Anál. Social  n.195 Lisboa  2010

 

Edward J. Hackett, Olga Amesterdamska, Michael Lynch e Judy Wajcman (eds.), The Handbook of Science and Technology Studies, Cambridge (MA), MIT Press, 2008, 1065 páginas.

 

Ana Delicado

ICS, Universidade de Lisboa

 

Os estudos sociais da ciência e tecnologia (ESCT) são uma área científica com crescente visibilidade e relevância que, ao longo das últimas décadas, tem atingido um acentuado grau de institucionalização através da publicação de monografias e periódicos específicos, da constituição de associações, da organização de reuniões científicas, da criação de centros de investigação e departamentos universitários e da oferta de programas de pós-gradução. Na confluência das ciências naturais e sociais e de várias disciplinas das ciências sociais, estes estudos dispõem de um leque alargado e diverso de objectos de estudo e enfoques temáticos.

O que se pede:
a. Imprime na íntegra, sem qualquer alteração, a recensão sobre os estudos sociais da ciência e tecnologia.
b. Devolve sem alterações apenas a parte das entradas que abre com a linha que contém "Place one keypoint on each instance of the bare" e segue até ao fim das entradas, incluindo as duas extremidades.

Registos

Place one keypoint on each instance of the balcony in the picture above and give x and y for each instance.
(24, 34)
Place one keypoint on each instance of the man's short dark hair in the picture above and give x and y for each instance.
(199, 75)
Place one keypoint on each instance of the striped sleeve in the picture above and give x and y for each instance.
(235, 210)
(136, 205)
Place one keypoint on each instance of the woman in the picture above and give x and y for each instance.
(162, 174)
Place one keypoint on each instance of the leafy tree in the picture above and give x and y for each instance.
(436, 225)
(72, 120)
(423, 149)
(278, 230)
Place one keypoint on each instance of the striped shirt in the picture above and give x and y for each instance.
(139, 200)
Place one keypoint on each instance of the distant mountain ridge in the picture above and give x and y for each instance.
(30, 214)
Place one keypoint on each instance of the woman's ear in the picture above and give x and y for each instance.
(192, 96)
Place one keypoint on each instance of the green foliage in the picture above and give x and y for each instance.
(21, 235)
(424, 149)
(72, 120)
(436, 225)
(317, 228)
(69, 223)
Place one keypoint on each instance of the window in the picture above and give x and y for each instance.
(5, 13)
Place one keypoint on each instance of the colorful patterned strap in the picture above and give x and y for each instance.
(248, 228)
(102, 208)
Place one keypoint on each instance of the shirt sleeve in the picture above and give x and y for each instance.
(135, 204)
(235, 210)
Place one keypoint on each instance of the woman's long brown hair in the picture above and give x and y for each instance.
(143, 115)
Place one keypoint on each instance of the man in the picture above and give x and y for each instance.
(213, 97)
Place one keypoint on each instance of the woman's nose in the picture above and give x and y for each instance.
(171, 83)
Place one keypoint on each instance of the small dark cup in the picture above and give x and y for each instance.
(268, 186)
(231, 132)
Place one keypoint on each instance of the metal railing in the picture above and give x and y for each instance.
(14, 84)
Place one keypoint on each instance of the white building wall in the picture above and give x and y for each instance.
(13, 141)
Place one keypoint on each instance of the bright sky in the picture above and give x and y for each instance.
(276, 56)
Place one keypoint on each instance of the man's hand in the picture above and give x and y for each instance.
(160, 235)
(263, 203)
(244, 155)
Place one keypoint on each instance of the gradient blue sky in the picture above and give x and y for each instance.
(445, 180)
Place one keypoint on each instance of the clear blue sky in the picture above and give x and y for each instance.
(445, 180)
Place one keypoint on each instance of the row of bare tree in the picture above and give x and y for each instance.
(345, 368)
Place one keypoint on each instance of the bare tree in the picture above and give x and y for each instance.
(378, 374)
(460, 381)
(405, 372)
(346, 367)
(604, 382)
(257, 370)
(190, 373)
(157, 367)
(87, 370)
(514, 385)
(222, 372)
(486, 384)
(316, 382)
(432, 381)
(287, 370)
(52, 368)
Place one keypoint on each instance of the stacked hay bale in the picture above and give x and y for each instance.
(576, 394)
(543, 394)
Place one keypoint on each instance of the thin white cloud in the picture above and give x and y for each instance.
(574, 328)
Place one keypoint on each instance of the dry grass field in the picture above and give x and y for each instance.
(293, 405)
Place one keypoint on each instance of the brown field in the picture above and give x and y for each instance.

Problemas resolvidos:
a.
Anál. Social  n.195 Lisboa  2010

 

Edward J. Hackett, Olga Amesterdamska, Michael Lynch e Judy Wajcman (eds.), The Handbook of Science and Technology Studies, Cambridge (MA), MIT Press, 2008, 1065 páginas.

 

Ana Delicado

ICS, Universidade de Lisboa

 

Os estudos sociais da ciência e tecnologia (ESCT) são uma área científica com crescente visibilidade e relevância que, ao longo das últimas décadas, tem atingido um acentuado grau de institucionalização através da publicação de monografias e periódicos específicos, da constituição de associações, da organização de reuniões científicas, da criação de centros de investigação e departamentos universitários e da oferta de programas de pós-gradução. Na confluência das ciências naturais e sociais e de várias disciplinas das ciências sociais, estes estudos dispõem de um leque alargado e diverso de objectos de estudo e enfoques temáticos.

b.
Place one keypoint on each instance of the bare tree in the picture above and give x and y for each instance.
(378, 374)
(460, 381)
(405, 372)
(346, 367)
(604, 382)
(257, 370)
(190, 373)
(157, 367)
(87, 370)
(514, 385)
(222, 372)
(486, 384)
(316, 382)
(432, 381)
(287, 370)
(52, 368)
Place one keypoint on each instance of the stacked hay bale in the picture above and give x and y for each instance.
(576, 394)
(543, 394)
Place one keypoint on each instance of the thin white cloud in the picture above and give x and y for each instance.
(574, 328)
Place one keypoint on each instance of the dry grass field in the picture above and give x and y for each instance.
(293, 405)
Place one keypoint on each instance of the brown field in the picture above and give x and y for each instance.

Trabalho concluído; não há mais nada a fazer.